» **WHAT YOU ARE ASKED TO DO**: Decide whether each statement agrees with the article below on amino acids in the asteroid Bennu samples, answering yes or no and quoting the article's deciding words: (a) NASA's OSIRIS-REx mission delivered the Bennu samples to Earth in 2023; (b) the team analyzed a bit of space dust larger than a tablespoon; (c) the new findings were published in the journal Nature.
** TEXT BLOCK follows **
Amino acids, the building blocks necessary for life, were previously found in samples of 4.6-billion-year-old rocks from an asteroid called Bennu, delivered to Earth in 2023 by NASA's OSIRIS-REx mission. How those amino acids - the molecules that create proteins and peptides in DNA - formed in space was a mystery, but new research led by Penn State scientists shows they could have originated in an icy-cold, radioactive environment at the dawn of Earth's solar system.
According to the researchers, who published new findings today (Feb. 9) in the Proceedings of the National Academy of Sciences, some amino acids in the asteroid Bennu samples likely formed in a different way than was previously thought, in the harsh conditions of the early solar system.
"Our results flip the script on how we have typically thought amino acids formed in asteroids," said Allison Baczynski, assistant research professor of geosciences at Penn State and co-lead author on the paper. "It now looks like there are many conditions where these building blocks of life can form, not just when there's warm liquid water. Our analysis showed that there's much more diversity in the pathways and conditions in which these amino acids can be formed."
Analyzing a precious bit of space dust no bigger than a teaspoon, the team used custom instruments capable of measuring isotopes, slight variations in the mass of atoms. In studying Bennu, the researchers focused on glycine, the simplest amino acid, a tiny two‑carbon molecule that serves as one of life's basic building blocks. Amino acids link together to form proteins, which carry out nearly every biological function - from building cells to catalyzing chemical reactions.
** End of TEXT BLOCK **
** RECORDS PROVIDED follows **
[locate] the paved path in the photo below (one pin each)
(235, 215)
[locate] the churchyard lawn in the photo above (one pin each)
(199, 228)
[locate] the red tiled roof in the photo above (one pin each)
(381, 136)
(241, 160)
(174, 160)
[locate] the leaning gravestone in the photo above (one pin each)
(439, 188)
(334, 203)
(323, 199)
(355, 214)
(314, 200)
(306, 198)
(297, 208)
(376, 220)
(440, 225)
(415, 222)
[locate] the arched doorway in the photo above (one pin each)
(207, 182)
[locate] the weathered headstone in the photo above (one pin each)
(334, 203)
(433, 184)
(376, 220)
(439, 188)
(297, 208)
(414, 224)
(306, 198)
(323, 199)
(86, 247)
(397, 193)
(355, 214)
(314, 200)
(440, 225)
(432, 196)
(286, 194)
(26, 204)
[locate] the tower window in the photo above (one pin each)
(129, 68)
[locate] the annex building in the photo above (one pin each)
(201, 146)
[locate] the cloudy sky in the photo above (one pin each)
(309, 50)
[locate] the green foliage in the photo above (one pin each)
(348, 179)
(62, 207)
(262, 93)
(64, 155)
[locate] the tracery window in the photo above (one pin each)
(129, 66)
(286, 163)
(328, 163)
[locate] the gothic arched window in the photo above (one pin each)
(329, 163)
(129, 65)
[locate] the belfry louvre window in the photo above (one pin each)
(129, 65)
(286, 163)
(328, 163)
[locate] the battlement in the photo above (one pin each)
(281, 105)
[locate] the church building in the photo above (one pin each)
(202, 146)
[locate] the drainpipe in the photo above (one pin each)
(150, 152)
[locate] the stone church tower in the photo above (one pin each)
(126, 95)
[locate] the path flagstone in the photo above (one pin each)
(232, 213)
** End of RECORDS PROVIDED **
** RECORDS PROVIDED follows **
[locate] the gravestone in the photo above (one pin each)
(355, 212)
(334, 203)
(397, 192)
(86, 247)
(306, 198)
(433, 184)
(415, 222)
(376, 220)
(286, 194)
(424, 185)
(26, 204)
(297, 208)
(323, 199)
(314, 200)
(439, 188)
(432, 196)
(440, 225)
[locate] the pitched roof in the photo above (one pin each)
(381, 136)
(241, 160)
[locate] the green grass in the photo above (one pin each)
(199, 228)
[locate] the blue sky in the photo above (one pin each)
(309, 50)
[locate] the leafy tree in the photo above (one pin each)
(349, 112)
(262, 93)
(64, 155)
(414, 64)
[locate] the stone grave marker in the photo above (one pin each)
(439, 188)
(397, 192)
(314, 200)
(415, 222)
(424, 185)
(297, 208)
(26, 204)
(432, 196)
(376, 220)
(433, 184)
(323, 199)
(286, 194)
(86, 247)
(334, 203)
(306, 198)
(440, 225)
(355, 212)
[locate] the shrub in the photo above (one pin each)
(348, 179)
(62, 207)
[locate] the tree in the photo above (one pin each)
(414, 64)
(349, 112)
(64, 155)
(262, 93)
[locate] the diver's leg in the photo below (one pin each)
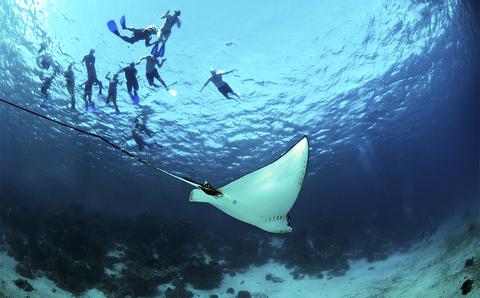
** End of RECORDS PROVIDED **
» **TASK ANSWER**:
(a) Yes: "delivered to Earth in 2023 by NASA's OSIRIS-REx mission"
(b) No: "no bigger than a teaspoon"
(c) No: "in the Proceedings of the National Academy of Sciences"